- [Extract]
Yield: 6 chai dulce de leche cupcakes // Total Time: 1 hr. // Disclaimer: This post includes affiliate links. //
Chai cupcakes filled with dulce de leche and topped with a chai dulce de leche buttercream.

chai cupcakes with dulce de leche filling
Hello hello! It’s been a while since I’ve added cupcakes to the blog so I’m back with some *super* delicious ones. It all starts with a super light and fluffy brown sugar vanilla cupcake. We’ll swirl a chai brown sugar mixture into the cupcakes, and then bake them. After baking, we’ll make a hole in the center of the cupcakes and fill them with a generous amount of dulce de leche. To top it all off is a two-toned chai dulce de leche buttercream.
small batch chai cupcakes
I love making small batch bakes because they are the perfect size myself and others who don’t have a lot of people to bake for in their home. This recipe is a small batch and yields just 6 cupcakes. If that’s not your style and you need some more then no worries at all! Simply double or triple the recipe as you need. I do highly recommend using grams if you are scaling up for the best results.

recipe tips
weigh your ingredients
Weighing your ingredients is important for getting the recipe perfect and getting consistent results. Not weighing your ingredients can lead to adding too much or too little of an ingredient. In a small batch recipe it is especially important to get those correct measurements because there is less room for error. If you haven’t already, I highly recommend purchasing a kitchen scale. This one is super cheap and worked well for me when I was starting out!

- [Exercise task] Reproduce, word for word, the passage of the chai cupcake recipe from "Yield: 6 chai" to "a chai dulce de leche buttercream.". Rely solely on the recipe text above.

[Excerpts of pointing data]
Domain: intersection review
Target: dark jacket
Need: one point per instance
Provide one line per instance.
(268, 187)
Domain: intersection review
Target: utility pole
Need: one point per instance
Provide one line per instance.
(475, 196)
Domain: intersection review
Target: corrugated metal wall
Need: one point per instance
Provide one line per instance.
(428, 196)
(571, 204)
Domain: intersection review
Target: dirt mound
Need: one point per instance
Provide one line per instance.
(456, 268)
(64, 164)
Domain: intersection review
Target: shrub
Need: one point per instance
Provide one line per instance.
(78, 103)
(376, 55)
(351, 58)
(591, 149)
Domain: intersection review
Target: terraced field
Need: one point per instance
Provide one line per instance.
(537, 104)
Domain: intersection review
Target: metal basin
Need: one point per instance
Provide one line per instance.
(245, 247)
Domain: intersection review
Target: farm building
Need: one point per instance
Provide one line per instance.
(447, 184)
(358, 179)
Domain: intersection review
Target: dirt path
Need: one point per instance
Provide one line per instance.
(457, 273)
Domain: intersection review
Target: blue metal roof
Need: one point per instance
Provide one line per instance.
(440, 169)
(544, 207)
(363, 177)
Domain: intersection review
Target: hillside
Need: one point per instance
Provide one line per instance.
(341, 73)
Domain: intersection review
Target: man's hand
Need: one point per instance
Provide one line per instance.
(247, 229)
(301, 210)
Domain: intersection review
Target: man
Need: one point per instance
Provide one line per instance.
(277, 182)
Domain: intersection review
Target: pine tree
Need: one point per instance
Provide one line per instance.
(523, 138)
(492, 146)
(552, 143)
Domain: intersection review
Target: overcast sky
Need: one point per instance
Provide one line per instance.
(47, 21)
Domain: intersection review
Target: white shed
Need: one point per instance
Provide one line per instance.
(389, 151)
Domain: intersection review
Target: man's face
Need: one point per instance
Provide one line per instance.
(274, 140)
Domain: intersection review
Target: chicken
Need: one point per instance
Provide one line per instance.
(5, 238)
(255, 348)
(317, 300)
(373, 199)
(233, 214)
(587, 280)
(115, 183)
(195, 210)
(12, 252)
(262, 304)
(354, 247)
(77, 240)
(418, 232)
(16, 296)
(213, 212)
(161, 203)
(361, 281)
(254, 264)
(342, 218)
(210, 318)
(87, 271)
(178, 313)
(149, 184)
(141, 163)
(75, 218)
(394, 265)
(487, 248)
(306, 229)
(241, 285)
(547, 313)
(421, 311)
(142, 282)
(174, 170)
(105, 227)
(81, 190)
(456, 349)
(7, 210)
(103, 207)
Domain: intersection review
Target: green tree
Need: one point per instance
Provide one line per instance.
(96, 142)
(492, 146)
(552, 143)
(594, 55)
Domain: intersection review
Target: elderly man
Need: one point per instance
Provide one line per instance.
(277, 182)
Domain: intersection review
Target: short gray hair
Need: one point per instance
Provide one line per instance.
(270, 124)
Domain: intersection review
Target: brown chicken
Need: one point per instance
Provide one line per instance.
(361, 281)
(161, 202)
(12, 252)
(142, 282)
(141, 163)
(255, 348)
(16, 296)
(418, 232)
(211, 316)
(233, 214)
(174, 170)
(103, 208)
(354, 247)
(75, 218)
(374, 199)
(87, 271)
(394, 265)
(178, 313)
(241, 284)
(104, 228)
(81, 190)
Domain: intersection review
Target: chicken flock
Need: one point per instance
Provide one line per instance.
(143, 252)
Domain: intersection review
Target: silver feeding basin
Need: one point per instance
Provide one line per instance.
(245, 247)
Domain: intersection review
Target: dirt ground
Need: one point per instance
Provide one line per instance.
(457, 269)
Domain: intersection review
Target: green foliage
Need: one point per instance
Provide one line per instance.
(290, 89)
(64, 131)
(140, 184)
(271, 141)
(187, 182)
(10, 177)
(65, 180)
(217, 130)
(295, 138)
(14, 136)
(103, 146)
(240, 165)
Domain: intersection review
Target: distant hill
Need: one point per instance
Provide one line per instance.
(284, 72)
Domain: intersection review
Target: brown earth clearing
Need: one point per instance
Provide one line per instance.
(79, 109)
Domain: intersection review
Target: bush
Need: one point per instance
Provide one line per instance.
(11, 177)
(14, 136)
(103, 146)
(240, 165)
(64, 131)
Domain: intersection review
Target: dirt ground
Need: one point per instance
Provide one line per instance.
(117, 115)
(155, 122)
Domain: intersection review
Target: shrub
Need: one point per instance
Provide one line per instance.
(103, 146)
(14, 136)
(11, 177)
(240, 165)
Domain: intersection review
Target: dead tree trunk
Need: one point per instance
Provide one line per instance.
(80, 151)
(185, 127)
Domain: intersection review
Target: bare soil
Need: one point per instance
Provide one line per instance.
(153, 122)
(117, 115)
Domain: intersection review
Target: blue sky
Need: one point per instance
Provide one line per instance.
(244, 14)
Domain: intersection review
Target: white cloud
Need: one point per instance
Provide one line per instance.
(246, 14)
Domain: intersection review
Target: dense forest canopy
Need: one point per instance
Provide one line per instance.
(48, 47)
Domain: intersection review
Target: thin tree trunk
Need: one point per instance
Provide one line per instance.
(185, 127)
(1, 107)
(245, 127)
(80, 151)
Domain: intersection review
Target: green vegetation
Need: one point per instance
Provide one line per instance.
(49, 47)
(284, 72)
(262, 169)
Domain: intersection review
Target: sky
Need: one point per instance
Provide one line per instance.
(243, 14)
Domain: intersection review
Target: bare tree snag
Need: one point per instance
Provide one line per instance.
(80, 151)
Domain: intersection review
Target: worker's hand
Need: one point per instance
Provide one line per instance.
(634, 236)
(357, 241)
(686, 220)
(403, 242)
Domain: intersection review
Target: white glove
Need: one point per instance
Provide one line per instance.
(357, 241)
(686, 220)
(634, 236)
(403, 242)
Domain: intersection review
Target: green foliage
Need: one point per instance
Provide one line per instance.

- [Response for this exercise]
Yield: 6 chai dulce de leche cupcakes // Total Time: 1 hr. // Disclaimer: This post includes affiliate links. //
Chai cupcakes filled with dulce de leche and topped with a chai dulce de leche buttercream.